— BEGIN Records provided —

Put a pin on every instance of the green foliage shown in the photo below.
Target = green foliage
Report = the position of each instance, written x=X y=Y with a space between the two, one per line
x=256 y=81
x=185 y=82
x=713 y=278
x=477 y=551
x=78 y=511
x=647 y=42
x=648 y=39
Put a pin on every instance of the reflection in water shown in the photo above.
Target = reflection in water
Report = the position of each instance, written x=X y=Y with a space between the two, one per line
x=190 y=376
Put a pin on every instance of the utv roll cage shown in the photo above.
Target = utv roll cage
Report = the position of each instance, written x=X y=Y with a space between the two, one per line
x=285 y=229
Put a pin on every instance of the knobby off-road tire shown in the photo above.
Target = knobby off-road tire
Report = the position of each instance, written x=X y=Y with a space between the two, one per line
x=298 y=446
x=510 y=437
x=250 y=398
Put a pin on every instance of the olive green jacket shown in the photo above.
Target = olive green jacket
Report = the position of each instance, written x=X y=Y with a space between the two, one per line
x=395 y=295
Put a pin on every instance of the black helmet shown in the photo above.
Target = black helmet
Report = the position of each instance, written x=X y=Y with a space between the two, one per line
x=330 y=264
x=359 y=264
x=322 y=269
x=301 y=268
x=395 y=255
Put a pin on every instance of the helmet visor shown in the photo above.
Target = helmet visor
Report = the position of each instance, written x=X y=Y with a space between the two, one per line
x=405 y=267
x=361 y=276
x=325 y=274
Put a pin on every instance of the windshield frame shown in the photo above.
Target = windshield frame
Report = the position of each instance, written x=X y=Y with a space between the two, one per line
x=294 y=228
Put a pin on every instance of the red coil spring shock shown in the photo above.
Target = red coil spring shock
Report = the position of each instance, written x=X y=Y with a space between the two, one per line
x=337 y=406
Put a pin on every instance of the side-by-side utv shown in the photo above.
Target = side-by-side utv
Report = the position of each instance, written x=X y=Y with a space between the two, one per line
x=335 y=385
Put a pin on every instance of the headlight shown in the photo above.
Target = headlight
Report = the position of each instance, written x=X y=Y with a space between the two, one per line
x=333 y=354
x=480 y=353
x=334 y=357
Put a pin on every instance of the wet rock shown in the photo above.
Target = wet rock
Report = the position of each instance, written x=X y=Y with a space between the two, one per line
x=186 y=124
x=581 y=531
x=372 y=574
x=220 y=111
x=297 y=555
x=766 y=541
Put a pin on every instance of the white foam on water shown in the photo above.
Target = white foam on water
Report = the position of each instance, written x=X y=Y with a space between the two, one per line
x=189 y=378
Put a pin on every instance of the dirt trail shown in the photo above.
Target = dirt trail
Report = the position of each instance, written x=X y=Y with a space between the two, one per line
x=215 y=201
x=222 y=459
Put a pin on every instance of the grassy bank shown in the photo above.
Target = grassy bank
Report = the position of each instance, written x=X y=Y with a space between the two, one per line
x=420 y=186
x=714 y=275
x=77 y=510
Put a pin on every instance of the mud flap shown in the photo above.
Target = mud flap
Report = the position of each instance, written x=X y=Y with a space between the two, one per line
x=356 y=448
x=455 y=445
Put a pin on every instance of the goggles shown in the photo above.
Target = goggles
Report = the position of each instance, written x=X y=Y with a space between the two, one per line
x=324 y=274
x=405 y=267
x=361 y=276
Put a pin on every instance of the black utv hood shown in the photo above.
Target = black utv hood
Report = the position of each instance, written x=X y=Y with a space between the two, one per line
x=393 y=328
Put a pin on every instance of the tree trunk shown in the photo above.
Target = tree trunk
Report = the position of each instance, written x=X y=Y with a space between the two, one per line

— END Records provided —

What is required - Rewrite the entire listing above, replacing every occurrence of "Put a pin on" with "Mark" and keeping everything else unchanged.

Answer to this exercise -
Mark every instance of the green foliage shown in the photo below.
Target = green foliage
Report = the position of each instance, written x=X y=Y with a space between the two, one per line
x=256 y=81
x=185 y=82
x=713 y=278
x=477 y=551
x=78 y=511
x=647 y=42
x=648 y=39
Mark every instance of the reflection in water shown in the photo above.
Target = reflection in water
Report = the position of each instance, written x=X y=Y with a space between the two, one per line
x=190 y=376
Mark every instance of the utv roll cage shown in the photo above.
Target = utv roll cage
Report = the position of each instance, written x=X y=Y with a space between the two, one per line
x=285 y=229
Mark every instance of the knobby off-road tire shown in the photo above.
Target = knobby off-road tire
Report = the position of each instance, written x=X y=Y with a space between the two, one per line
x=298 y=446
x=510 y=437
x=250 y=398
Mark every instance of the olive green jacket shown in the photo above.
Target = olive green jacket
Report = the position of each instance, written x=X y=Y with a space between the two, one per line
x=395 y=295
Mark every instance of the black helmet shown in the photo above.
Target = black helmet
Report = the position of each instance, written x=X y=Y with a space between the two, one per line
x=330 y=264
x=359 y=264
x=322 y=269
x=301 y=268
x=395 y=255
Mark every instance of the helmet visor shown in the photo above.
Target = helmet visor
Report = the position of each instance, written x=X y=Y with a space between the two, one per line
x=405 y=267
x=361 y=276
x=325 y=274
Mark every instance of the windshield frame shown in the photo above.
Target = windshield frame
Report = the position of each instance, written x=X y=Y with a space between the two, one per line
x=294 y=228
Mark every instance of the red coil spring shock shown in the photo above.
Target = red coil spring shock
Report = the position of each instance, written x=X y=Y with a space between the two, one per line
x=337 y=406
Mark every instance of the side-by-side utv shown in the photo above.
Target = side-by-side utv
Report = the position of each instance, written x=X y=Y with a space between the two, one per line
x=335 y=385
Mark every instance of the headlight shown in the photo above.
Target = headlight
Report = the position of each instance, written x=X y=Y with a space between the two, one per line
x=333 y=354
x=480 y=353
x=334 y=357
Mark every instance of the wet rock shown in the photo above.
Target = wet rock
Report = the position of each instance, written x=X y=Y with a space between the two, one per line
x=186 y=124
x=581 y=531
x=372 y=574
x=220 y=111
x=297 y=555
x=766 y=541
Mark every instance of the white foam on water shown in the photo above.
Target = white foam on water
Report = the position of each instance, written x=X y=Y with a space between the two, one per line
x=189 y=378
Mark every instance of the dirt trail shown in the photo above.
Target = dirt trail
Report = the position of each instance, written x=X y=Y with a space between the two, one per line
x=215 y=201
x=222 y=459
Mark every instance of the grassy bank shown in the photo above.
Target = grassy bank
Report = the position of each instance, written x=X y=Y with a space between the two, one per line
x=420 y=186
x=714 y=275
x=77 y=510
Mark every instance of the mud flap shown in the photo above.
Target = mud flap
Report = the position of each instance, written x=X y=Y with a space between the two, one per line
x=356 y=448
x=455 y=445
Mark every instance of the goggles shown in the photo above.
Target = goggles
Report = the position of each instance, written x=X y=Y with a space between the two, one per line
x=324 y=274
x=405 y=267
x=361 y=276
Mark every instance of the black utv hood shown in the photo above.
Target = black utv hood
Report = the position of each instance, written x=X y=Y with a space between the two, one per line
x=393 y=328
Mark every instance of the tree trunk shown in the photo above.
Target = tree trunk
Report = the position of each instance, written x=X y=Y with a space between the two, one per line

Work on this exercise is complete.